Task description:
Express the lines from the first one through the line containing "[[[129,142],[127,143],[124,147],[136,146],[140,145],[140,142]]]" as a Markdown table with the columns Row and Line, leaving out blank lines.

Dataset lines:
──────────────────────────────
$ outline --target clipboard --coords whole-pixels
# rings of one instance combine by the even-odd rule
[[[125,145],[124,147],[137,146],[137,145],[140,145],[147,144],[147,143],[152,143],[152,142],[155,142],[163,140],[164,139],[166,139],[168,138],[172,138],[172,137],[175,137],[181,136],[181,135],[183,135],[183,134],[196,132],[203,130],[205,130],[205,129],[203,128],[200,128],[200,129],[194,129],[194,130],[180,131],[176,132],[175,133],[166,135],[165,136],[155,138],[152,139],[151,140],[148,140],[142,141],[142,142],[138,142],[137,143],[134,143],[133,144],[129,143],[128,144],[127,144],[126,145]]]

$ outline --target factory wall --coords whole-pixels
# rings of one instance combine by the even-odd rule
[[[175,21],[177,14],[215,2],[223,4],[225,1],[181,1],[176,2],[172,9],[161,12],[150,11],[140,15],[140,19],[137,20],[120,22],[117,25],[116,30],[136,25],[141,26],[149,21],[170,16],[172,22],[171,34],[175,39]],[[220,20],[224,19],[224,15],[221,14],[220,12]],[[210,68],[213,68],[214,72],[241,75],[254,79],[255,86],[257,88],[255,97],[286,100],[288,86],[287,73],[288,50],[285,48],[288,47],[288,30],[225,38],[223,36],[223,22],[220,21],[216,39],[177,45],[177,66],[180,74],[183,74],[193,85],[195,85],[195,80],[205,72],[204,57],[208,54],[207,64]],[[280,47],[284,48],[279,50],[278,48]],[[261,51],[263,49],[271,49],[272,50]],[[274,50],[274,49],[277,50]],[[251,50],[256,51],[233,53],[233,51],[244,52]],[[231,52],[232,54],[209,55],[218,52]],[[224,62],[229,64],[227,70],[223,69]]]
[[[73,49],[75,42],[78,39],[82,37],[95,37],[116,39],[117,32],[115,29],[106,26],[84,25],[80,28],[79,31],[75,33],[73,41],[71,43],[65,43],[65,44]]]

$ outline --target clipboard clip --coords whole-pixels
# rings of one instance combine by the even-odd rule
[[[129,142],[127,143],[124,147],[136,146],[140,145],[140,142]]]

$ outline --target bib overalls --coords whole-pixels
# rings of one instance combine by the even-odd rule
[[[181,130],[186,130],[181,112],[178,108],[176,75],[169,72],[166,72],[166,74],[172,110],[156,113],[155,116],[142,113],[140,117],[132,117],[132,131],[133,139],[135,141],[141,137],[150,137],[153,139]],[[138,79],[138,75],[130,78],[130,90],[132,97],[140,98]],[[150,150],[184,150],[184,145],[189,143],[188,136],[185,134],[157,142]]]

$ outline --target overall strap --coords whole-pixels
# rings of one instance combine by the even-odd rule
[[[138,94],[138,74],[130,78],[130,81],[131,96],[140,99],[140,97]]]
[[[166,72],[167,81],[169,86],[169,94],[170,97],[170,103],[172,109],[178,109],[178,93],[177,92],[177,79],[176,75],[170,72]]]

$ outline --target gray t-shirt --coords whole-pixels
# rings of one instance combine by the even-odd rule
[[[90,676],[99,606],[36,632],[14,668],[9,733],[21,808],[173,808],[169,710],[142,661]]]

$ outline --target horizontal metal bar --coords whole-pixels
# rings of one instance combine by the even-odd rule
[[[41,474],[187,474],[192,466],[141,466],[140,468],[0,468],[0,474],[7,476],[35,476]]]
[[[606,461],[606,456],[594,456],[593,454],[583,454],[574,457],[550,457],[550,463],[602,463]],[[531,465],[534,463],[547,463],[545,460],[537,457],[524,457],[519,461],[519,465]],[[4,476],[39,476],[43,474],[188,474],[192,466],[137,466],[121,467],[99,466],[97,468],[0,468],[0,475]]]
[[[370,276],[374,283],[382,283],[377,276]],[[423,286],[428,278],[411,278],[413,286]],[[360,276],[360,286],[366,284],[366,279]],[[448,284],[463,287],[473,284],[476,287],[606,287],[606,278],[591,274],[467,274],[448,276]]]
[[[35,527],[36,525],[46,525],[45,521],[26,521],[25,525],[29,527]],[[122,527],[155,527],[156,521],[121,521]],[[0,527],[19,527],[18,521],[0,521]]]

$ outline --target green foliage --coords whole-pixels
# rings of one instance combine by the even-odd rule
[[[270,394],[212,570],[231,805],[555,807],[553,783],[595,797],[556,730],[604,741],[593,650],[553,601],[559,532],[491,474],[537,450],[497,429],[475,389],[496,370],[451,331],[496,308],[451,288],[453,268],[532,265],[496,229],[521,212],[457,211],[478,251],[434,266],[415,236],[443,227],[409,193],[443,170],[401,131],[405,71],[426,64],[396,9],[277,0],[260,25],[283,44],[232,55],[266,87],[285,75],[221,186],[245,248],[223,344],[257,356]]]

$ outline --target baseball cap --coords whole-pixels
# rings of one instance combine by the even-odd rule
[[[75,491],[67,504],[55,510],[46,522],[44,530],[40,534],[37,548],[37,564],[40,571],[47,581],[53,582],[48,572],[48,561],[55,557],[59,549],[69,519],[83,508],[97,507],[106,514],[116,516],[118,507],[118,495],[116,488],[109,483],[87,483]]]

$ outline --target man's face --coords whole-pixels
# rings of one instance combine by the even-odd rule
──────────────────────────────
Full solution:
| Row | Line |
|---|---|
| 1 | $ outline --target clipboard --coords whole-pixels |
| 2 | # rings of one instance combine by the even-odd rule |
| 3 | [[[125,145],[124,147],[137,146],[137,145],[140,145],[147,144],[147,143],[152,143],[152,142],[155,142],[163,140],[164,139],[166,139],[168,138],[172,138],[172,137],[175,137],[181,136],[181,135],[183,135],[183,134],[196,132],[203,130],[205,130],[205,129],[203,128],[200,128],[200,129],[194,129],[194,130],[180,131],[176,132],[175,133],[166,135],[165,136],[155,138],[152,139],[151,140],[148,140],[142,141],[142,142],[138,142],[137,143],[134,143],[133,144],[129,143],[128,144],[127,144],[126,145]]] |
| 4 | $ outline --target factory wall --coords whole-pixels |
| 5 | # rings of one instance combine by the even-odd rule |
| 6 | [[[175,21],[177,14],[215,2],[223,4],[225,1],[181,1],[176,2],[172,9],[161,12],[150,11],[140,15],[140,19],[137,20],[120,22],[117,25],[116,30],[136,25],[141,26],[149,21],[170,16],[172,22],[171,34],[175,39]],[[220,20],[224,19],[224,15],[221,14],[220,12]],[[210,68],[213,68],[214,72],[241,75],[254,79],[255,86],[257,88],[255,97],[286,100],[288,86],[287,73],[288,50],[285,48],[288,47],[288,30],[225,38],[223,36],[223,22],[220,21],[216,39],[177,45],[177,66],[180,74],[183,74],[193,85],[195,85],[195,80],[205,72],[204,57],[208,54],[207,64]],[[280,47],[284,48],[279,50],[278,48]],[[261,51],[263,49],[271,49],[272,50]],[[274,50],[274,49],[277,50]],[[251,50],[256,51],[233,53],[233,51],[244,52]],[[231,52],[232,54],[209,55],[218,52]],[[224,62],[229,64],[227,70],[223,69]]] |
| 7 | [[[73,49],[75,42],[78,39],[82,37],[95,37],[116,39],[117,32],[115,29],[106,26],[84,25],[80,28],[79,31],[75,33],[73,41],[71,43],[65,43],[65,44]]] |
| 8 | $ outline --target clipboard clip --coords whole-pixels |
| 9 | # rings of one instance combine by the even-odd rule |
| 10 | [[[129,142],[127,143],[124,147],[136,146],[140,145],[140,142]]] |